■ Task description: Every line of the data below needs to be reproduced exactly.
○ ○ ○ ○ ○
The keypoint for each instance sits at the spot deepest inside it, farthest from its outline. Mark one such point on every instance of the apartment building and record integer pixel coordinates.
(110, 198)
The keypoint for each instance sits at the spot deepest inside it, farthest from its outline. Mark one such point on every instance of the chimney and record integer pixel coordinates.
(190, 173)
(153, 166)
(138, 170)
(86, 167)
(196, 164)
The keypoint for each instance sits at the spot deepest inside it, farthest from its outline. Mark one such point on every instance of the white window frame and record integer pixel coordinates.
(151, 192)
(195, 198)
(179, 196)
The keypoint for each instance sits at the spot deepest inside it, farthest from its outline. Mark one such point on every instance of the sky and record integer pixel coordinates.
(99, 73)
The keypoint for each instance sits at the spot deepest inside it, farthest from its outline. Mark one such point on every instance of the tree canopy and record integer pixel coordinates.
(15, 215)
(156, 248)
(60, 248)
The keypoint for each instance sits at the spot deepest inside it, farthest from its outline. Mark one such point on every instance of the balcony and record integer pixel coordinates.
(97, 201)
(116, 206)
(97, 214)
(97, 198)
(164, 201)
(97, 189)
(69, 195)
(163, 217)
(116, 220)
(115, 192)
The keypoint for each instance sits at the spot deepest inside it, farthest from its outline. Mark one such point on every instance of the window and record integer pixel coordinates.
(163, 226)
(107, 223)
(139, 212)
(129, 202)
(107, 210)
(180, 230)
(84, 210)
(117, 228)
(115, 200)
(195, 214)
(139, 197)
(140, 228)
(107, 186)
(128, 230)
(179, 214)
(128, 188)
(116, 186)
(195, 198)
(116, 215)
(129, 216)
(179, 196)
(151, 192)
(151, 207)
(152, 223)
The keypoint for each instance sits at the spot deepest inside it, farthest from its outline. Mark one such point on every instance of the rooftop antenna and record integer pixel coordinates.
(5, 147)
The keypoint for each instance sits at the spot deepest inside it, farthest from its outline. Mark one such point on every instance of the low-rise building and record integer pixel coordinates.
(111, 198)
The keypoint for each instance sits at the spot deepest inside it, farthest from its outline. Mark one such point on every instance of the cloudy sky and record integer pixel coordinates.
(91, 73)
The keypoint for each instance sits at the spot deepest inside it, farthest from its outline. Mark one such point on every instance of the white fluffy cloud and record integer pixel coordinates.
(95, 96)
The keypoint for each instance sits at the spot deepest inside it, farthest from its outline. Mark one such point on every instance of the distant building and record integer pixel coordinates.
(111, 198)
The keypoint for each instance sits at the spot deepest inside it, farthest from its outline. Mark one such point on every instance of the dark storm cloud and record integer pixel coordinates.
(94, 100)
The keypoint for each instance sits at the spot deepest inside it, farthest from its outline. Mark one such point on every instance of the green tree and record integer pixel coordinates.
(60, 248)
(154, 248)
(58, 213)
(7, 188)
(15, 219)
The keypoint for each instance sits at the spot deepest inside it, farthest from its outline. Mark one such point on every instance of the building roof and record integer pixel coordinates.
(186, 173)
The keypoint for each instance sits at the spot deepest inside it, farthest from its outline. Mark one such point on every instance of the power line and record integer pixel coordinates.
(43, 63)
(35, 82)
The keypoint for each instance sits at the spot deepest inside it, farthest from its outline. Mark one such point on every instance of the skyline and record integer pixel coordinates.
○ ○ ○ ○ ○
■ Result:
The keypoint for each instance sits at the spot deepest inside it, farthest from its outline. Mark one such point on every instance of the apartment building and record integer pixel coordinates.
(110, 198)
The keypoint for each instance sits at the spot deepest inside it, farthest from its outline. Mark one such point on every instance of the chimney and record integer pixel coordinates.
(190, 173)
(153, 166)
(138, 170)
(86, 167)
(196, 164)
The keypoint for each instance sits at the spot deepest inside it, farthest from its outline. Mark one such point on every instance of the white window frame and record integer pixel coordinates.
(151, 192)
(195, 198)
(179, 196)
The keypoint for each instance sits at the spot deepest inside it, farthest from its outline. Mark one such point on every instance of the sky and record integer pixel coordinates.
(99, 73)
The keypoint for each instance sits at the spot deepest inside it, farthest from its outline. Mark one such point on every instance of the tree canopy and record integer pixel coordinates.
(15, 215)
(156, 248)
(60, 248)
The keypoint for each instance sits at the spot deepest inside it, farthest from its outline. Mark one such point on every instance of the balcony and record integer pixel coordinates.
(97, 201)
(116, 206)
(97, 214)
(97, 198)
(164, 201)
(97, 189)
(69, 195)
(163, 217)
(116, 220)
(115, 192)
The keypoint for each instance sits at the spot deepest inside it, farthest from its outline. Mark one such point on every instance of the window and record integer pixel coordinates.
(163, 226)
(107, 223)
(139, 212)
(129, 202)
(107, 210)
(180, 230)
(84, 210)
(117, 228)
(115, 200)
(195, 214)
(139, 197)
(140, 228)
(107, 186)
(128, 230)
(179, 214)
(128, 188)
(116, 186)
(195, 198)
(116, 215)
(129, 216)
(179, 196)
(151, 192)
(151, 207)
(152, 223)
The keypoint for each instance sits at the spot deepest inside it, farthest from its outline. Mark one such point on every instance of the rooftop antenna and record integer pixel coordinates.
(5, 147)
The keypoint for each instance sits at the spot deepest inside it, farthest from its outline. Mark one such point on every instance of the low-rise building and record integer pixel coordinates.
(111, 198)
The keypoint for each instance sits at the spot deepest inside it, farthest from its outline. Mark one such point on every instance of the cloudy sky and record integer pixel coordinates.
(91, 73)
The keypoint for each instance sits at the spot deepest inside it, farthest from its outline. Mark one such point on every instance of the white fluffy cloud and record integer pixel coordinates.
(95, 96)
The keypoint for each instance sits at the spot deepest inside it, farthest from its outline. Mark one such point on every instance of the distant building and record integer pixel coordinates.
(111, 198)
The keypoint for each instance sits at the spot deepest inside it, farthest from its outline. Mark one such point on every instance of the dark storm cloud and record integer pixel coordinates.
(94, 100)
The keypoint for each instance sits at the spot deepest inside it, farthest from its outline. Mark one such point on every instance of the green tree and record integer pixel coordinates.
(60, 248)
(154, 248)
(58, 213)
(7, 188)
(15, 219)
The keypoint for each instance sits at the spot deepest inside it, farthest from its outline. Mark one such point on every instance of the building roof and record integer pixel coordinates.
(186, 173)
The keypoint for each instance sits at the spot deepest inside it, farthest from its outline. Mark one such point on every instance of the power line and record integer pixel coordinates.
(43, 63)
(35, 82)
The keypoint for each instance sits at the spot deepest inside it, farthest from its outline. Mark one such point on every instance of the skyline and record integer pixel coordinates.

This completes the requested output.